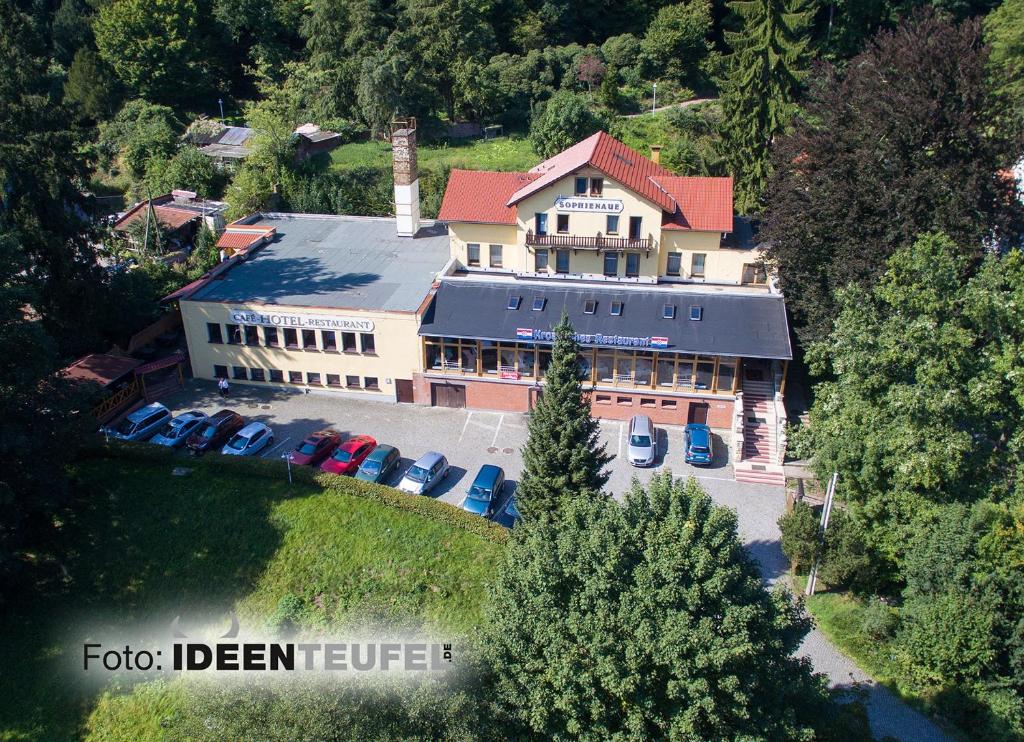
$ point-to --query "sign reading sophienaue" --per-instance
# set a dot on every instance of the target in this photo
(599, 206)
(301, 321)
...
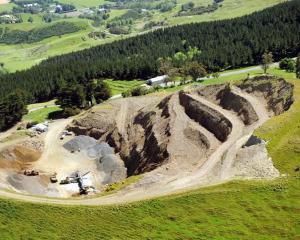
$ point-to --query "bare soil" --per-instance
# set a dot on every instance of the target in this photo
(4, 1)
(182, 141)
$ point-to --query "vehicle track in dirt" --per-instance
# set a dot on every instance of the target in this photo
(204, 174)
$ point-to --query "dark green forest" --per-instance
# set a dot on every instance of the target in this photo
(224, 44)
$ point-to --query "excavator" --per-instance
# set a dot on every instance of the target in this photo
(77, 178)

*WORK TO COMPLETE:*
Return every line of the records above that contains the word "query".

*OUTPUT BELOW:*
$ point-to --query "sign reading sophienaue" --per-instance
$ point-to --query "bare soil" --per-instance
$ point-to --query "vehicle track in dirt" --per-instance
$ point-to --query "dark green forest" --per-instance
$ point-to --query "excavator" --per-instance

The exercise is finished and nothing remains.